* [Task to carry out] Copy out the full set of records. Keep every word the same.

(Referring expression data)
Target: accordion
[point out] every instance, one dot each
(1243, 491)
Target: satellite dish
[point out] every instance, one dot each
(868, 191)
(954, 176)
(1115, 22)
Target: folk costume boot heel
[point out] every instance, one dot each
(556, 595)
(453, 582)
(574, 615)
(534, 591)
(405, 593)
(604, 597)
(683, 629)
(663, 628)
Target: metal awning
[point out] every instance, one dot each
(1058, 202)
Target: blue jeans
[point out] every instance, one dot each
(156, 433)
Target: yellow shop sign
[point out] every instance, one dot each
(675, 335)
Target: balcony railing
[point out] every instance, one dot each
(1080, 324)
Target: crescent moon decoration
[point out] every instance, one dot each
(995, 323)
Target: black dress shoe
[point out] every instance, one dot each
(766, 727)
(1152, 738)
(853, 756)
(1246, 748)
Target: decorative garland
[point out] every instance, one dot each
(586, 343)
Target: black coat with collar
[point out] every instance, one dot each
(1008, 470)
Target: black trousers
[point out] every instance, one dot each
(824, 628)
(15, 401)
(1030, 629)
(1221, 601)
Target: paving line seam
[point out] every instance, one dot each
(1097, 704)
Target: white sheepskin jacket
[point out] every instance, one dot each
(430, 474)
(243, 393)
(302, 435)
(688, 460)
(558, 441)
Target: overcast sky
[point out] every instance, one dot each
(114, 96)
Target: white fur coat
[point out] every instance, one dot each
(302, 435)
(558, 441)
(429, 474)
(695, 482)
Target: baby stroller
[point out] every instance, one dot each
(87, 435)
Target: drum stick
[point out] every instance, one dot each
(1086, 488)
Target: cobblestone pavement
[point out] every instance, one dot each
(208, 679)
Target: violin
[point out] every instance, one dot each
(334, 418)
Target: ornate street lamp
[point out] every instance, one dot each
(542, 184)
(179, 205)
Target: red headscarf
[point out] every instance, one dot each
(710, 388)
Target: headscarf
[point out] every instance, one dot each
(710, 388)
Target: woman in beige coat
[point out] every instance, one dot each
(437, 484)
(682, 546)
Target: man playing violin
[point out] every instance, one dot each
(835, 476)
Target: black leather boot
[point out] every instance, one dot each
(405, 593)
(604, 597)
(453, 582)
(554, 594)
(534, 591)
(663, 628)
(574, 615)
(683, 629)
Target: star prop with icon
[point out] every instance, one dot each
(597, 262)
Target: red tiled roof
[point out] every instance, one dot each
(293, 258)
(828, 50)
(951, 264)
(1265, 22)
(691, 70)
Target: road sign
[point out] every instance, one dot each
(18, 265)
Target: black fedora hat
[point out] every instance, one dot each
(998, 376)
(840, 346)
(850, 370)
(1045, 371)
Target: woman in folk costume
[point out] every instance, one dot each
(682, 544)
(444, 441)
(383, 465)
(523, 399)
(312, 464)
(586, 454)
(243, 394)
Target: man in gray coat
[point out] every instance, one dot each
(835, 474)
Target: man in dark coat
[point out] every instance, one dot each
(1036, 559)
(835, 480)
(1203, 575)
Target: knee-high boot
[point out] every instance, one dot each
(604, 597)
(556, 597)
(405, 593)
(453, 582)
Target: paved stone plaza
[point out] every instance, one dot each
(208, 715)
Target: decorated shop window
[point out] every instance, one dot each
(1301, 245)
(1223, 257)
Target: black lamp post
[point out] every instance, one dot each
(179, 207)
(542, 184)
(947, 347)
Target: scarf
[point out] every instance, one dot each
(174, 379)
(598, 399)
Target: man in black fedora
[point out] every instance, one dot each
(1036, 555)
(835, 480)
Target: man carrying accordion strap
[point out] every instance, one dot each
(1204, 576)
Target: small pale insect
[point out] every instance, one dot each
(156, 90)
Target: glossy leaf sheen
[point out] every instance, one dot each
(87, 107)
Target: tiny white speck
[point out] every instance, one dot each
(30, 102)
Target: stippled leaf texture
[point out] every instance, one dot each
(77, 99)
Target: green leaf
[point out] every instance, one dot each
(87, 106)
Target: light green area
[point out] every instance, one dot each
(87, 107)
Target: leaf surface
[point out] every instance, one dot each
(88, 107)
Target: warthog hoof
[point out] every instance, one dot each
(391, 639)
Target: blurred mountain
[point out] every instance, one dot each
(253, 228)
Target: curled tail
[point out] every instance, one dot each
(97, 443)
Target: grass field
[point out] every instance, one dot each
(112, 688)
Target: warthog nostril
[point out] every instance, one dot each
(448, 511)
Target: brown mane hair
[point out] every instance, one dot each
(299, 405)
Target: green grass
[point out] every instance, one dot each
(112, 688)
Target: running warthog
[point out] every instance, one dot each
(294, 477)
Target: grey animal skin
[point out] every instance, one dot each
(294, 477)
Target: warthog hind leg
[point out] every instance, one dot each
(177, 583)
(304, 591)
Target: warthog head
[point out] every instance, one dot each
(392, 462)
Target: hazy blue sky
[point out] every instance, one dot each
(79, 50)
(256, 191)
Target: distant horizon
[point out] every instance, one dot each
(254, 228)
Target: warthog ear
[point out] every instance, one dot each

* [Response area]
Target: accordion
[point out] every instance, one dot each
(1243, 491)
Target: satellite dish
[point out] every instance, one dot each
(868, 191)
(954, 176)
(1115, 22)
Target: folk costume boot heel
[point out] every instance, one dot each
(556, 595)
(453, 582)
(574, 615)
(534, 591)
(405, 593)
(604, 597)
(683, 629)
(663, 628)
Target: metal awning
[point out] every instance, one dot each
(1058, 202)
Target: blue jeans
[point out] every instance, one dot each
(156, 433)
Target: yellow shop sign
[point out] every instance, one dot each
(675, 335)
Target: balcony railing
[point out] every instance, one dot each
(1080, 324)
Target: crescent moon decoration
[point out] every instance, one dot each
(995, 323)
Target: black dress shoe
[point out] every instance, one dot each
(766, 727)
(1152, 738)
(853, 756)
(1246, 748)
Target: decorative garland
[point out] every instance, one dot each
(586, 343)
Target: black coat with collar
[point out] every instance, one dot each
(1008, 470)
Target: black trousers
[point out] every instance, one dot each
(824, 628)
(15, 401)
(1030, 629)
(1221, 601)
Target: paving line seam
[point out] every instance, one dot each
(1097, 704)
Target: white sheepskin jacket
[point out] every instance, one dot each
(430, 474)
(243, 393)
(302, 435)
(688, 460)
(558, 441)
Target: overcast sky
[point out] every instance, one dot each
(114, 96)
Target: white fur coat
[point out] every instance, one dot each
(302, 435)
(558, 441)
(429, 474)
(695, 482)
Target: baby stroller
[point out] every instance, one dot each
(87, 435)
Target: drum stick
[point out] every instance, one dot each
(1086, 488)
Target: cobblestone pavement
[point out] every instance, one dot each
(208, 679)
Target: violin
[point out] every instance, one dot each
(334, 418)
Target: ornate street lamp
[point out] every instance, one dot each
(542, 184)
(179, 205)
Target: red headscarf
[point out] every instance, one dot each
(710, 388)
Target: headscarf
[point out] every instance, one dot each
(710, 388)
Target: woman in beige coat
[point out] every instance, one dot each
(437, 484)
(682, 546)
Target: man playing violin
[point out] every instance, one dot each
(835, 476)
Target: black leather boot
[point out] every instance, one dot each
(405, 593)
(604, 597)
(453, 582)
(554, 594)
(534, 591)
(663, 628)
(574, 615)
(683, 629)
Target: star prop with icon
[point out] every instance, one dot each
(597, 262)
Target: red tiled roof
[point out] every instance, one dot each
(293, 258)
(828, 50)
(951, 264)
(1265, 22)
(691, 70)
Target: road sign
[point out] every instance, one dot each
(18, 265)
Target: black fedora hat
[point out] every instance, one dot each
(998, 376)
(840, 346)
(850, 370)
(1045, 371)
Target: woman in folk costume
[point out] every instance, one dot each
(682, 544)
(444, 441)
(383, 465)
(523, 399)
(312, 464)
(586, 454)
(243, 394)
Target: man in gray coat
[point out] every instance, one dot each
(835, 474)
Target: man in dark coat
[point out] every instance, one dot each
(1036, 559)
(835, 480)
(1203, 575)
Target: knee-high boot
[point out] every instance, one dot each
(604, 597)
(556, 597)
(405, 593)
(453, 582)
Target: paved stone plaza
[point out] every instance, one dot each
(208, 715)
Target: decorated shop window
[point out] every instance, one dot each
(1301, 245)
(1223, 257)
Target: black lamp post
[point out] every instance, one dot each
(179, 207)
(542, 184)
(947, 347)
Target: scarf
[point out] every instance, one dot each
(174, 379)
(598, 399)
Target: man in black fedora
[point out] every instance, one dot each
(1036, 555)
(835, 480)
Target: man carrying accordion strap
[point out] every instance, one dot each
(1204, 576)
Target: small pale insect
[point out] every instance, one dot each
(156, 90)
Target: glossy leaf sheen
[point out] every instance, one dot each
(87, 107)
Target: tiny white speck
[point out] every instance, one dot each
(30, 102)
Target: stippled leaf texture
[point out] every instance, one dot each
(77, 99)
Target: green leaf
[point out] every instance, one dot each
(87, 106)
Target: light green area
[point out] every instance, one dot each
(87, 107)
Target: leaf surface
[point out] every instance, one dot each
(88, 107)
Target: warthog hoof
[point out] every instance, one dot each
(391, 639)
Target: blurred mountain
[point out] every instance, one dot each
(253, 228)
Target: curled tail
[point out] every instance, one dot each
(97, 443)
Target: grass field
[point out] every instance, one dot each
(112, 688)
Target: warthog nostril
[point out] every instance, one dot each
(448, 511)
Target: brown mane hair
[point out] every instance, one dot each
(299, 405)
Target: green grass
[point out] every instance, one dot each
(112, 688)
Target: running warthog
[point out] every instance, one dot each
(294, 477)
Target: grey animal skin
[point out] every instance, one dot each
(294, 477)
Target: warthog hind leg
[point out] every instance, one dot each
(177, 583)
(304, 591)
Target: warthog head
[point out] every instance, one dot each
(392, 462)
Target: hazy blue sky
[point out] every instance, one dot each
(79, 50)
(256, 191)
Target: distant horizon
[point out] every instance, one dot each
(254, 228)
Target: warthog ear
[point out] every instance, one dot each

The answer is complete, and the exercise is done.